* START Input *
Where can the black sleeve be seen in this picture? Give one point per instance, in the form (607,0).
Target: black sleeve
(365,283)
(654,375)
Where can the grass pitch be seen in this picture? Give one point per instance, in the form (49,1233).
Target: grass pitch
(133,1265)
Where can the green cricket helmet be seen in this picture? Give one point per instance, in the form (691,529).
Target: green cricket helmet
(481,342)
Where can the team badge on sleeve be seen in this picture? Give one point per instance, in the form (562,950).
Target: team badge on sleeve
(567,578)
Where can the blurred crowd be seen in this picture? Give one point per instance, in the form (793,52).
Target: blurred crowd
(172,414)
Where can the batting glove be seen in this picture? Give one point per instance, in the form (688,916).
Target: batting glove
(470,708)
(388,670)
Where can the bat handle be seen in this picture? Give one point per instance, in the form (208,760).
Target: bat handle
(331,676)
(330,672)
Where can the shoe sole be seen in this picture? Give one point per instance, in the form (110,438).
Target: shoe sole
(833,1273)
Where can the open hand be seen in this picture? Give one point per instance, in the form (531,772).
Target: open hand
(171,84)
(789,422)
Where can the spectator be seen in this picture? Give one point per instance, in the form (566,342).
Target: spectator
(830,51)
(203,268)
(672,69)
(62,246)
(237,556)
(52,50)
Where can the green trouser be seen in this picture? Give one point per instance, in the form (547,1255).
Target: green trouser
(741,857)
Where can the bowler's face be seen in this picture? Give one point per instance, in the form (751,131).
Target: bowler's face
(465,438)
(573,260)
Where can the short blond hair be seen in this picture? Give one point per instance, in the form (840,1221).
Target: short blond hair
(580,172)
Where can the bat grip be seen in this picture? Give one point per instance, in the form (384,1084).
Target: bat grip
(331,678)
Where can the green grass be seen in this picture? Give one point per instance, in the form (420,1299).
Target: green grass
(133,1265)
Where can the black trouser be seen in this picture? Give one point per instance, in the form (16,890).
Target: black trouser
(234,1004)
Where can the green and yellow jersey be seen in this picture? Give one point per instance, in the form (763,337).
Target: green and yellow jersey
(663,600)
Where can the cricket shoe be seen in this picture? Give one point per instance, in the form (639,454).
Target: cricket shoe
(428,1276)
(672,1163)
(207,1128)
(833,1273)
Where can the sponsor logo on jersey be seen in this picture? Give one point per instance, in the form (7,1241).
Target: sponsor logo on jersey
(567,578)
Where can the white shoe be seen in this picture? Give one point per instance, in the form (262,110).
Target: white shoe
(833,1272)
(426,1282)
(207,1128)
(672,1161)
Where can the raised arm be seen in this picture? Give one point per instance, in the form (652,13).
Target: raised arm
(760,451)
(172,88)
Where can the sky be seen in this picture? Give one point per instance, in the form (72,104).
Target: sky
* END Input *
## Task instructions
Return every entry exactly as given.

## Solution for this problem
Where can the black sleeve be seen in this picture? Give one point per instance, in the form (607,0).
Target: black sleeve
(365,283)
(654,375)
Where can the grass pitch be seen in this picture? Give one point per instance, in the form (49,1233).
Target: grass pitch
(133,1265)
Where can the green cricket helmet be seen in this picture? Give one point per instance, in the form (691,529).
Target: green cricket helmet
(481,342)
Where can the team badge on sleeve be seen in this picture? Give one point per instance, in the form (562,950).
Target: team badge on sleeve
(567,578)
Where can the blurred crowd be seen in this picture? Give one point per instance, in the form (793,52).
Target: blurred crowd
(172,414)
Where can the batting glove be seen in this picture? Give one point per instance, in the form (688,916).
Target: batting glove
(470,708)
(388,670)
Where can the bat handle be seen in this picture? Give one point per instance, in the form (208,760).
Target: bat handle
(331,676)
(330,672)
Where can the shoe sole be seen in this picture? Give one point per instance, in the form (110,438).
Target: shoe sole
(833,1273)
Where can the open hand be seen in this picture? Give one point per instance, in the form (531,772).
Target: open hand
(171,84)
(789,422)
Where can the spectator be seen in this picture? Give one point per instance, in the form (566,342).
Target: spectator
(830,51)
(203,268)
(672,69)
(62,246)
(237,556)
(52,50)
Where can the green trouser be seen in this picture? Give one point per instance, in the form (547,1255).
Target: green trouser
(741,857)
Where can the bowler's face be seen in this picture? Give one point per instance, in the form (751,131).
Target: bowler's face
(465,438)
(573,260)
Where can the short blond hair be seen in this picture? Give one point per instance, in the form (840,1221).
Target: short blond hair
(580,172)
Where can the bat grip be seen in this picture? Give one point per instance, in the form (384,1084).
Target: bat grip
(331,678)
Where can the green grass be seen in this picture? Give one point per instance, in the form (420,1299).
Target: green grass
(133,1265)
Where can the black trouser be seen in this picture? Give one point per instance, in the form (16,890).
Target: black trouser
(234,1004)
Where can the green and yellow jersey be seen in this picture? Give one point per instance, in the form (763,337).
Target: green and yellow jersey
(663,600)
Where can the cricket shoe be seen in this picture? Give one point per instance, in the form (639,454).
Target: cricket shoe
(428,1276)
(672,1163)
(207,1128)
(833,1273)
Where can the sponsor logo on jersey be seen in this picture? Give one point per instance, in the form (7,1241).
Target: sponsor logo on jersey
(567,578)
Where can the white shoe be seen in this picture? Give one point per instance, in the form (262,110).
Target: white shoe
(833,1272)
(426,1282)
(207,1128)
(672,1161)
Where can the raised arm be seen in this picture? Give one point per instance, in the form (652,13).
Target: raised arm
(760,451)
(172,88)
Where can the sky be seen in this picture? Give one point per instance, in the form (72,104).
Target: sky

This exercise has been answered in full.